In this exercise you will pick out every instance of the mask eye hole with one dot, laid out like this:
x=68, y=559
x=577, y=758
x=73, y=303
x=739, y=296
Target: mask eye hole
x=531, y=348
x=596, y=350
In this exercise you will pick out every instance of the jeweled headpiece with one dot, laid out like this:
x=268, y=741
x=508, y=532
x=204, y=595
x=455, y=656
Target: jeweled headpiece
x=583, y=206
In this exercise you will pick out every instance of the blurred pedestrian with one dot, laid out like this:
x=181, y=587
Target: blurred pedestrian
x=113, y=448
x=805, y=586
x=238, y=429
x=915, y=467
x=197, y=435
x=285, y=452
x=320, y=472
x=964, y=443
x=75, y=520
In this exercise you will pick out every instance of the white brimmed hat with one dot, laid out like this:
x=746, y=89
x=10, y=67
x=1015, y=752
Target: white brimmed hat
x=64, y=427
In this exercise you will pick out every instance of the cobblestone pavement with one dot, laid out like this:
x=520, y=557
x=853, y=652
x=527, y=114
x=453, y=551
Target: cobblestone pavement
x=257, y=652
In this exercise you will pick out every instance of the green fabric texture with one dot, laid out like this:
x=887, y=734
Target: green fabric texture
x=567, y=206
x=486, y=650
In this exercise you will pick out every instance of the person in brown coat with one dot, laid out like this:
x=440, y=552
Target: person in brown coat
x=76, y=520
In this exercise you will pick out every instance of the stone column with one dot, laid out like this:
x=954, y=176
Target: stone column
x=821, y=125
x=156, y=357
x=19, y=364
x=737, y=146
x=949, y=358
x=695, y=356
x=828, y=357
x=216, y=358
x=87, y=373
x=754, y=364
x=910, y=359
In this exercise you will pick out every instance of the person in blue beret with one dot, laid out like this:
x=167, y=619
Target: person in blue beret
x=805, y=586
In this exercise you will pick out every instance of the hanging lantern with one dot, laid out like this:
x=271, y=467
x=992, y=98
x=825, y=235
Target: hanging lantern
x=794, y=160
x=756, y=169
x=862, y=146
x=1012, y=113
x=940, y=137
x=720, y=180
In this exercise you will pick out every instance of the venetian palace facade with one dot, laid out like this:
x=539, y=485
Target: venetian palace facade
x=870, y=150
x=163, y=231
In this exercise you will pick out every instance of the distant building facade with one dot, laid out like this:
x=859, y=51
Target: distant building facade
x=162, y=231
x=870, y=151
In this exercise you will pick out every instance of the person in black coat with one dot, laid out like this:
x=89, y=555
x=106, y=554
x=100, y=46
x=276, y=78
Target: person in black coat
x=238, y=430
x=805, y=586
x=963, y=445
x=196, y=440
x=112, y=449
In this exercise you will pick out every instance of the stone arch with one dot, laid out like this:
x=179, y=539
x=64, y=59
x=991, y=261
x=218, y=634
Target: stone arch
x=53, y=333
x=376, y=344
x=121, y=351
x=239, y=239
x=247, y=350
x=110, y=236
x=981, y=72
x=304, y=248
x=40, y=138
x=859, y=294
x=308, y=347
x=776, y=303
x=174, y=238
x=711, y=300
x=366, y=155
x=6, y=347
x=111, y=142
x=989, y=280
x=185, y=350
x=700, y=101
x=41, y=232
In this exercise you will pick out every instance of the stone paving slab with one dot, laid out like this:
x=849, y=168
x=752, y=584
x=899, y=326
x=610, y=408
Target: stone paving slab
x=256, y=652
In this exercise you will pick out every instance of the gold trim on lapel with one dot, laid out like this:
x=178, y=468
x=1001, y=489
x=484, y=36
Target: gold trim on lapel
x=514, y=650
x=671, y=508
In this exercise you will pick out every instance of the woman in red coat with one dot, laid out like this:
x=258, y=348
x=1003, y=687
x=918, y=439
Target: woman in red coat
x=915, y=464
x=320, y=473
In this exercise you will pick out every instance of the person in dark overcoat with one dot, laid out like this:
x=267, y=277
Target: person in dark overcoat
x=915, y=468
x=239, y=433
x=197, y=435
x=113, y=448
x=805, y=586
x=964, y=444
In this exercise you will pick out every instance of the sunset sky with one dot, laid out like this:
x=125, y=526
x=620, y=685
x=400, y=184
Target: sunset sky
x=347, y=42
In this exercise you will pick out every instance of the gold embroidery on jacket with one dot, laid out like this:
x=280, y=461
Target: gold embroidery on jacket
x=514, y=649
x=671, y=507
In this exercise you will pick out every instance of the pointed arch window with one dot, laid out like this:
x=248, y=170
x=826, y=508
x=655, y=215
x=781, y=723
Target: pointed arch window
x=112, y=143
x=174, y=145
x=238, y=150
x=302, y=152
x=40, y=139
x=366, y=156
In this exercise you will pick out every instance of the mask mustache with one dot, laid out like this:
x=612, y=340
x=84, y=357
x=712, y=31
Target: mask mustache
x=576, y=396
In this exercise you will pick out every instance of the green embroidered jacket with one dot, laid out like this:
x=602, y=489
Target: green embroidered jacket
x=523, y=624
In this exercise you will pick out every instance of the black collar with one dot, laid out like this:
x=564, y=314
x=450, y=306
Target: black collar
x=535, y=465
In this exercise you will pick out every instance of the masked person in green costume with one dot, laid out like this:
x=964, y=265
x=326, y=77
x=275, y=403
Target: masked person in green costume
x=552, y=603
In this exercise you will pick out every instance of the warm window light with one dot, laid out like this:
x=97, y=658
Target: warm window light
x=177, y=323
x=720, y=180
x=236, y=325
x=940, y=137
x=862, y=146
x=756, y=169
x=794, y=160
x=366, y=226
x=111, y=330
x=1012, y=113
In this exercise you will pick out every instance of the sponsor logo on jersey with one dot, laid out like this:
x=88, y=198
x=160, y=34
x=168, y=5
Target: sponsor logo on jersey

○ ○ ○ ○ ○

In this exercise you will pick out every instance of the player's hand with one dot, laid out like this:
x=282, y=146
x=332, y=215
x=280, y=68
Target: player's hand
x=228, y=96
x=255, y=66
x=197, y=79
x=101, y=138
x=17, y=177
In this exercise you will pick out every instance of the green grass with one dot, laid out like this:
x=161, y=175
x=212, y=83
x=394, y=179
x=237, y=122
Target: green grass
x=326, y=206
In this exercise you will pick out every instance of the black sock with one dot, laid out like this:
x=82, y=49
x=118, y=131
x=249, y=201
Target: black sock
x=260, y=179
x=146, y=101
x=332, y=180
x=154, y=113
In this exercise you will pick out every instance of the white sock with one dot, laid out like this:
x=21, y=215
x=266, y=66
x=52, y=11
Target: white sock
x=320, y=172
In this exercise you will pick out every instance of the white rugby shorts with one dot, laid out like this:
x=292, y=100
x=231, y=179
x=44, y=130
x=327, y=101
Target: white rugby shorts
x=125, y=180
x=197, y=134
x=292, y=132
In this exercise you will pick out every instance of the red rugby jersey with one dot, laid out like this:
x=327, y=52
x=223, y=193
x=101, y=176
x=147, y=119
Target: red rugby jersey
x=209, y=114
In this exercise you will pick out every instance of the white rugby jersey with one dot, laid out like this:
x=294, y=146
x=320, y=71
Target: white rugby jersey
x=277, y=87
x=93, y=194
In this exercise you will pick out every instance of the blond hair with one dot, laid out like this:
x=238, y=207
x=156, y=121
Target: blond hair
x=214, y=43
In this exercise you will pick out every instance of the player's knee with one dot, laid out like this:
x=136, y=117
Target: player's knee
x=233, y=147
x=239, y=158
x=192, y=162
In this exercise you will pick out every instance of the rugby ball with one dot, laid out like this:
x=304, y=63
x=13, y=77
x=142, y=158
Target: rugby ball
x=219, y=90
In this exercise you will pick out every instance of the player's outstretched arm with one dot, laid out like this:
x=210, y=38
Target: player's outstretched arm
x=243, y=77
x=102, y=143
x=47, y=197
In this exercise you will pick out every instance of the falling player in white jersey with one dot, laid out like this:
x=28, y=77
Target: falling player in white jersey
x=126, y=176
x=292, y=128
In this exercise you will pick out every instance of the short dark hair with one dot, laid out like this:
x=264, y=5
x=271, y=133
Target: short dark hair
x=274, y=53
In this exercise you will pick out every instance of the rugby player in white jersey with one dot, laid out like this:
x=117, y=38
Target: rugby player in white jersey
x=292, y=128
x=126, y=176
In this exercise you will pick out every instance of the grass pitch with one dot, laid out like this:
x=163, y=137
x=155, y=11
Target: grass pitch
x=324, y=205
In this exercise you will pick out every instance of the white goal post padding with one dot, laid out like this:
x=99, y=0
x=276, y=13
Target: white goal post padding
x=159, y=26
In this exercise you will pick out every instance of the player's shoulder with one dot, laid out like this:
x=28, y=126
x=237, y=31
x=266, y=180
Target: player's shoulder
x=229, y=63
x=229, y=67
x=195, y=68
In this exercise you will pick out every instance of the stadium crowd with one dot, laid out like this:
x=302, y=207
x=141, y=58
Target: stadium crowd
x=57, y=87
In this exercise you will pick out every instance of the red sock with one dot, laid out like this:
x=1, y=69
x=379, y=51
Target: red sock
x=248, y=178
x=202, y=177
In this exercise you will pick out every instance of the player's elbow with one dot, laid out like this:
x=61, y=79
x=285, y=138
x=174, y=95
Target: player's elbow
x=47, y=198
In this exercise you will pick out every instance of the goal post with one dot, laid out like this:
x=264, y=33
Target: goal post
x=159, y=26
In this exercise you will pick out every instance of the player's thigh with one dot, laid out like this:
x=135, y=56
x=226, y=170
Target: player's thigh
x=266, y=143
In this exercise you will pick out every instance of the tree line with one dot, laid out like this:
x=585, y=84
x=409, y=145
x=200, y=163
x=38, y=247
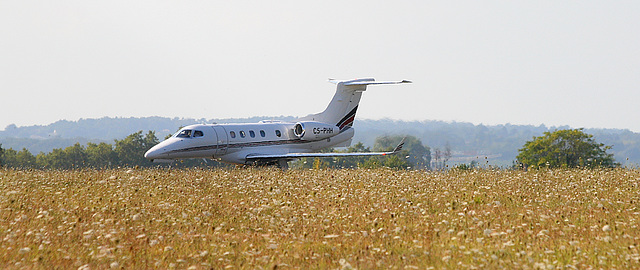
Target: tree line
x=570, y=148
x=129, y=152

○ ○ ○ ○ ○

● **To do**:
Starting at the line of the data that contains "of the woman" and stopping after the line that contains "x=552, y=603", put each line into a Markdown table with the columns No. and Text. Number the rows and omit any blank lines.

● **In response**:
| No. | Text |
|---|---|
| 1 | In this exercise you will pick out every instance of the woman in red coat with one dot, laid out like this: |
| 2 | x=258, y=348 |
| 3 | x=1003, y=687 |
| 4 | x=918, y=439 |
| 5 | Target: woman in red coat |
| 6 | x=915, y=464 |
| 7 | x=320, y=473 |
| 8 | In this exercise you will pick out every instance of the person in dark overcoat with one dot, laid out like this: |
| 9 | x=267, y=277 |
| 10 | Target: person in dark overcoat |
| 11 | x=915, y=468 |
| 12 | x=239, y=433 |
| 13 | x=197, y=435 |
| 14 | x=113, y=448 |
| 15 | x=805, y=586 |
| 16 | x=964, y=444 |
| 17 | In this exercise you will pick out every instance of the sunset sky with one dot, laid out like this: |
| 18 | x=125, y=526 |
| 19 | x=620, y=685 |
| 20 | x=400, y=184 |
| 21 | Target: sunset sky |
| 22 | x=347, y=42 |
| 23 | In this exercise you will pick out every instance of the gold embroidery on jacket with one dot, laid out like this: |
| 24 | x=280, y=461 |
| 25 | Target: gold embroidery on jacket |
| 26 | x=514, y=649 |
| 27 | x=671, y=507 |
| 28 | In this exercise you will pick out every instance of the pointed arch window with one dot, laid out like this: |
| 29 | x=248, y=170 |
| 30 | x=826, y=508 |
| 31 | x=655, y=215 |
| 32 | x=781, y=723 |
| 33 | Target: pointed arch window |
| 34 | x=112, y=143 |
| 35 | x=174, y=145 |
| 36 | x=238, y=150 |
| 37 | x=302, y=152 |
| 38 | x=40, y=139 |
| 39 | x=366, y=156 |
| 40 | In this exercise you will pick out every instance of the mask mustache with one dot, laid out like this: |
| 41 | x=612, y=340 |
| 42 | x=84, y=357 |
| 43 | x=712, y=31 |
| 44 | Target: mask mustache |
| 45 | x=576, y=396 |
| 46 | In this exercise you will pick out every instance of the green embroidered jacket with one dot, laid out like this: |
| 47 | x=602, y=489 |
| 48 | Target: green embroidered jacket |
| 49 | x=523, y=624 |
| 50 | In this exercise you will pick out every instance of the black collar with one dot, laid out like this: |
| 51 | x=564, y=314 |
| 52 | x=450, y=306 |
| 53 | Target: black collar |
| 54 | x=535, y=465 |
| 55 | In this exercise you will pick out every instance of the masked person in green costume with one dot, laid out like this: |
| 56 | x=964, y=265 |
| 57 | x=326, y=77 |
| 58 | x=275, y=403 |
| 59 | Target: masked person in green costume |
| 60 | x=552, y=603 |